### Passage to read
In 2013, the National Women’s Law Center (NWLC) filed a complaint against DCPS for violations of Title IX. Citing data from school year 2009-10, Gore’s first year as Athletic Director, and the year Wilson temporarily relocated to UDC, the NWLC claimed that girls in DCPS were provided an inadequate number of athletic programs to join, inferior coaches, and unequal access to playing fields.

The complaint was filed with the Department of Education Office of Civil Rights (OCR), but the OCR receives a plethora of complaints, and not all of them are lucky enough to trigger a response.

Gore does not recall Wilson taking any action specifically in response to the NWLC. The OCR did not mandate an audit of DCPS as the NWLC had requested. Gore personally felt that the claim of unequal access and facility allocation was much more applicable to other DCPS schools than it was to Wilson, so he made no changes.

However, action was taken the next year when then-Chancellor Kaya Henderson responded to a second complaint filed against DCPS. First, she signed an agreement mandating DCPS schools to annually disclose summaries of athletic participation by gender. These are the aforementioned reports the Wilson athletic department submits to DCIAA every year, and are accessible to the public online. Second, Henderson initiated an audit, which consisted of a review of financial documents, participation rates, and photos of facilities (such as locker rooms and fields). According to Gore, the audit found no violations of Title IX at Wilson.

As the 2013 complaint had no repercussions for DCPS, and the 2014 audit found Wilson to be in full compliance with Title IX, Gore’s athletic department has never been required by a governing body to implement any gender-based changes. When Gore has chosen to make these types of changes in the past, it has been due to internal complaints.

### Data records
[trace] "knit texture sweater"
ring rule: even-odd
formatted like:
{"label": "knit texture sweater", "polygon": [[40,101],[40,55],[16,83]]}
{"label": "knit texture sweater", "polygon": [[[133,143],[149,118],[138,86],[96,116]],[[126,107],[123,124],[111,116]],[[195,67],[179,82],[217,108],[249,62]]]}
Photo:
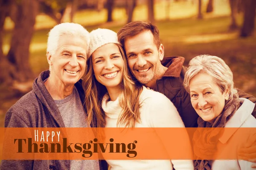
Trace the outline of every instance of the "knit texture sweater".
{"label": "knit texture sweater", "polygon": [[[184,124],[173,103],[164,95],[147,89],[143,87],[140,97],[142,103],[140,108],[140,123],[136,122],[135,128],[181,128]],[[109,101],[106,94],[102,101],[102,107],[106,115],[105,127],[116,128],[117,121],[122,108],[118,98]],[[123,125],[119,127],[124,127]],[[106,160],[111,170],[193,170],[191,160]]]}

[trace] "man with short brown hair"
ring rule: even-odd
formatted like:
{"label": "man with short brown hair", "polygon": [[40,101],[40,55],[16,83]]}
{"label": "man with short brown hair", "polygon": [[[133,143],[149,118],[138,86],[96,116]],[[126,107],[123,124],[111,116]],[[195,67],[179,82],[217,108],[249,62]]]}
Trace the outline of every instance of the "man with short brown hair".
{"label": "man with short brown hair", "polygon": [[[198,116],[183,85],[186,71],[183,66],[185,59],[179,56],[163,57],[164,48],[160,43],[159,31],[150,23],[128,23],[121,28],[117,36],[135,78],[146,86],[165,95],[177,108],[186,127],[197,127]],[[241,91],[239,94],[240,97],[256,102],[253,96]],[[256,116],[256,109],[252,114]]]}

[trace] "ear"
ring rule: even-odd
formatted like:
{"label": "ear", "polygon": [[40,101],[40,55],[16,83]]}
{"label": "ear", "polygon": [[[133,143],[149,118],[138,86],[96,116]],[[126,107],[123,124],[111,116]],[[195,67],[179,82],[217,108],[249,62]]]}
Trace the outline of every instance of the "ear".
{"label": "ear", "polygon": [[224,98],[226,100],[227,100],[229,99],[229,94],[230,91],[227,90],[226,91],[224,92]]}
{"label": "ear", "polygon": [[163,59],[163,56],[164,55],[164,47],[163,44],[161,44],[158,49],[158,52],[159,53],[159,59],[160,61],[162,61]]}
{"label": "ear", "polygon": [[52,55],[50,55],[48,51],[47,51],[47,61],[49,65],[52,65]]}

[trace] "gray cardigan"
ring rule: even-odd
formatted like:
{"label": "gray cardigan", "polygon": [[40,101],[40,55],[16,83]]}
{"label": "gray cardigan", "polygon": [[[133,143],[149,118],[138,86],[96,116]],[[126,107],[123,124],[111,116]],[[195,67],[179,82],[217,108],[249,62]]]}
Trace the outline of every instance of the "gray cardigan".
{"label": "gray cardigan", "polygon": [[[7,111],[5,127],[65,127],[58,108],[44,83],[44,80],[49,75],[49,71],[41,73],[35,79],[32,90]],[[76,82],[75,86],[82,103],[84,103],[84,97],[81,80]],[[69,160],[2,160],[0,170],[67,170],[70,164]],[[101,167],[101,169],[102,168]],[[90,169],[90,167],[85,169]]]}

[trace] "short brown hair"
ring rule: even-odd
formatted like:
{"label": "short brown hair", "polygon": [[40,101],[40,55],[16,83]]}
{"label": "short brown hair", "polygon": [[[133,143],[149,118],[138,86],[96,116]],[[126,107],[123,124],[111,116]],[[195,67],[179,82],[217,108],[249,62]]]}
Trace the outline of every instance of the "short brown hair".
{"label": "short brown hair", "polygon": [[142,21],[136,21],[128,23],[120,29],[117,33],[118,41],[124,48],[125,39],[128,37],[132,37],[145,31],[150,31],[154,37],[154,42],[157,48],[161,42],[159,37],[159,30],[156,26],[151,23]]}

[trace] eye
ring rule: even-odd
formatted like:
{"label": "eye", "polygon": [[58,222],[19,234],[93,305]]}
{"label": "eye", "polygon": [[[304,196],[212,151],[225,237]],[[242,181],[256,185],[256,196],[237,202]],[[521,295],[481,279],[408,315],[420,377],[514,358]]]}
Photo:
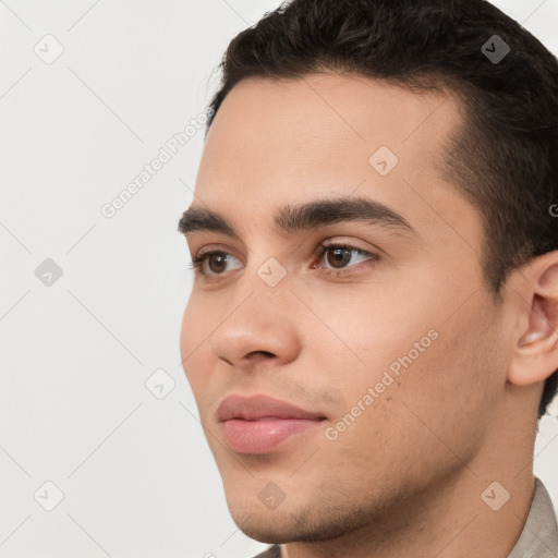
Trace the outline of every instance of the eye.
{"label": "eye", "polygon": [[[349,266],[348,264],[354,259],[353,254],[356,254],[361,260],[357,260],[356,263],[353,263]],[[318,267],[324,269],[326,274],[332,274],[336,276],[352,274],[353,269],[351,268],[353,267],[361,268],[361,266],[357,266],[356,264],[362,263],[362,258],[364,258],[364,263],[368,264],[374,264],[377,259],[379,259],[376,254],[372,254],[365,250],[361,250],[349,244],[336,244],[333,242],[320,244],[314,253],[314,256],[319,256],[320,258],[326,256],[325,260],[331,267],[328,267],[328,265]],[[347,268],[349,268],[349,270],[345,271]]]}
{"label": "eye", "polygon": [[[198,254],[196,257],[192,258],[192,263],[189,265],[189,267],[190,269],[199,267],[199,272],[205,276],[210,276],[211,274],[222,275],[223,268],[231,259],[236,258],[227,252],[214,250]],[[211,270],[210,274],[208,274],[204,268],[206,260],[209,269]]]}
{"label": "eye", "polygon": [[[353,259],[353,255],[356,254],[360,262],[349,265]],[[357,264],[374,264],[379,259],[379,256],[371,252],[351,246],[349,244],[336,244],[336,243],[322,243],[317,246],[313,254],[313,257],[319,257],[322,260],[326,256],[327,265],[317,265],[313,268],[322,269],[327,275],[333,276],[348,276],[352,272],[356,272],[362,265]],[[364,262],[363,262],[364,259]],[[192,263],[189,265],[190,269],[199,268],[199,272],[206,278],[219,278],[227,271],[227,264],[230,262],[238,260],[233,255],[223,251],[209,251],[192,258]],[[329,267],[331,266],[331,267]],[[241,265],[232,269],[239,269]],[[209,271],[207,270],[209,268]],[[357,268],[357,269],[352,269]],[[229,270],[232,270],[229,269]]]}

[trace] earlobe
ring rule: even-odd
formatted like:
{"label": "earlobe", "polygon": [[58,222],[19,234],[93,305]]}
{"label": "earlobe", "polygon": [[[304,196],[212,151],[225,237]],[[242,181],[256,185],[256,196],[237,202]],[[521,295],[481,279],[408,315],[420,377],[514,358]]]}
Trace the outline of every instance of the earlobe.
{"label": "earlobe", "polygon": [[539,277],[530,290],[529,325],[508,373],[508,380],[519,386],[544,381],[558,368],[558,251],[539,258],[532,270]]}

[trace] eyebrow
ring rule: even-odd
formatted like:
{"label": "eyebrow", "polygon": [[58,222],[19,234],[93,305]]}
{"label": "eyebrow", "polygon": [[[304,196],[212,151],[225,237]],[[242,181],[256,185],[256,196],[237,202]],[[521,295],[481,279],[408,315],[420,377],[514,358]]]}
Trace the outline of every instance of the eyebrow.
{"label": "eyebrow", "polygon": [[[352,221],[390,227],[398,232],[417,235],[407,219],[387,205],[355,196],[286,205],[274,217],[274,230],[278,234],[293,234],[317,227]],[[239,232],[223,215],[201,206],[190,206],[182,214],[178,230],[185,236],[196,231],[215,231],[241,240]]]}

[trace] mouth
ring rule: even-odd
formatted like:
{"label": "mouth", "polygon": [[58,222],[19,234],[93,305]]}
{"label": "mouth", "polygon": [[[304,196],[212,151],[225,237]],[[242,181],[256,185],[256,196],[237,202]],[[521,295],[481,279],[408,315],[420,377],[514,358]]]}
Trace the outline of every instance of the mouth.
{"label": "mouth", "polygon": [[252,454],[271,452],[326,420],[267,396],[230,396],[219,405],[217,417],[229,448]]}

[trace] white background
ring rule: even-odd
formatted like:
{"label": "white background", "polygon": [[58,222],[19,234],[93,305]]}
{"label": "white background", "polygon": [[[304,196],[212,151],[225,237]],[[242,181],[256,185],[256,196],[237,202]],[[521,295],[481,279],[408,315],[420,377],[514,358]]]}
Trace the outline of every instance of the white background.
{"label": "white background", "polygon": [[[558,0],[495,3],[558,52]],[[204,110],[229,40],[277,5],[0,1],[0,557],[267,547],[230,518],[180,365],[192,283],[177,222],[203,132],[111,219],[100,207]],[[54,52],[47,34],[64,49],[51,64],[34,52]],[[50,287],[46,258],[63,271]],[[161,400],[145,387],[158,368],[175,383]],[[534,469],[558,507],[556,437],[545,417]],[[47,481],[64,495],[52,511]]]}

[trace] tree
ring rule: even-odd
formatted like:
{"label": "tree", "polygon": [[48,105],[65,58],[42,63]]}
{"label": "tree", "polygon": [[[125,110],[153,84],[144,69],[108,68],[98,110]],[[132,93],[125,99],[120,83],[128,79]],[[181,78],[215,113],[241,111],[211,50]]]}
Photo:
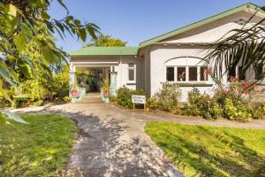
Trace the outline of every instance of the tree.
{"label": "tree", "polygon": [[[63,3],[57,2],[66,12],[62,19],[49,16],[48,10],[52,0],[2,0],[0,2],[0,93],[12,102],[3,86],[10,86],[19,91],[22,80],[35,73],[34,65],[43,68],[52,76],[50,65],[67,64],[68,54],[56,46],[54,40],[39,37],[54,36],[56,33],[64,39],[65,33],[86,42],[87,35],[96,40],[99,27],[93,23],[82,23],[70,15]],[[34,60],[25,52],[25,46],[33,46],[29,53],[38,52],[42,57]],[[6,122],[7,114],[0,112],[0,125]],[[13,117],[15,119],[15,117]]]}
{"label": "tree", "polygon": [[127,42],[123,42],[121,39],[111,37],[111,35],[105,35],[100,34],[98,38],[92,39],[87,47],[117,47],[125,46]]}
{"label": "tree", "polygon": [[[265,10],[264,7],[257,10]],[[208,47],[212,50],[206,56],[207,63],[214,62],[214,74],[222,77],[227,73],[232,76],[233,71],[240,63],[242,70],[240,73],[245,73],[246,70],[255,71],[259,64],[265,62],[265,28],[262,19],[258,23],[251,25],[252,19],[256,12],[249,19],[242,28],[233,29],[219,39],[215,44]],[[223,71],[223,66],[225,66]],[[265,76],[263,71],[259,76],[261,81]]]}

### Stated task
Pick up the account of the Title IX complaints against DCPS and continue it from its final sentence.

### Task result
Over the years, many individual girls sports teams have taken issue with Wilson’s allocation of field space. The softball team, for example, takes a daily twenty minute bus ride to practice at Guy Mason Recreation Center, a baseball and softball diamond in Glover Park, whereas the baseball team is able to practice across the street from Wilson at Fort Reno. Two years ago, girls soccer approached the athletic department with a complaint of insufficient practice time on the main turf field, as football typically has priority to practice on the turf. Field hockey has made this same complaint over the years.

Gore claims that field allocation is more complicated than meets the eye. For example, Softball and Baseball are unable to share the ideal Fort Reno location because the infield has 90-foot base paths–regulation size for high school baseball, but too big for softball.

Gore adds that football’s privilege of ample practice time on the turf is more or less beyond his control. Fort Reno’s field space is rented to Wilson sports teams by the Department of Recreation, and, cognizant of football’s tendency to tear up grass quickly, DPR would rather allot space to teams like field hockey that will leave the area intact.

Coach Gore vows that every complaint is addressed to the best of his ability. For example, after voicing their concerns two years ago, girls soccer now has the main turf reserved before school. The compromise works well, as sophomore Saige Gootman asserts that her team “love[s] practicing in the morning.”

For the sake of fairness, Gore ensures that, even if teams do not have extensive practice time on the main field, they are guaranteed four home games on the turf across the course of their season.

Other complaints of gender inequality brought to the athletic department fall outside of legislation’s reach.

Title IX does not require that men’s and women’s sports programs receive equal funding. The only monetary requirement of the law holds that “female and male student-athletes receive athletics scholarship dollars proportional to their participation,” according to the NCAA website.

Nonetheless, funding issues are frequently the culprit of complaints brought to Arrington. Often, these complaints more specifically have to do with uniform purchases.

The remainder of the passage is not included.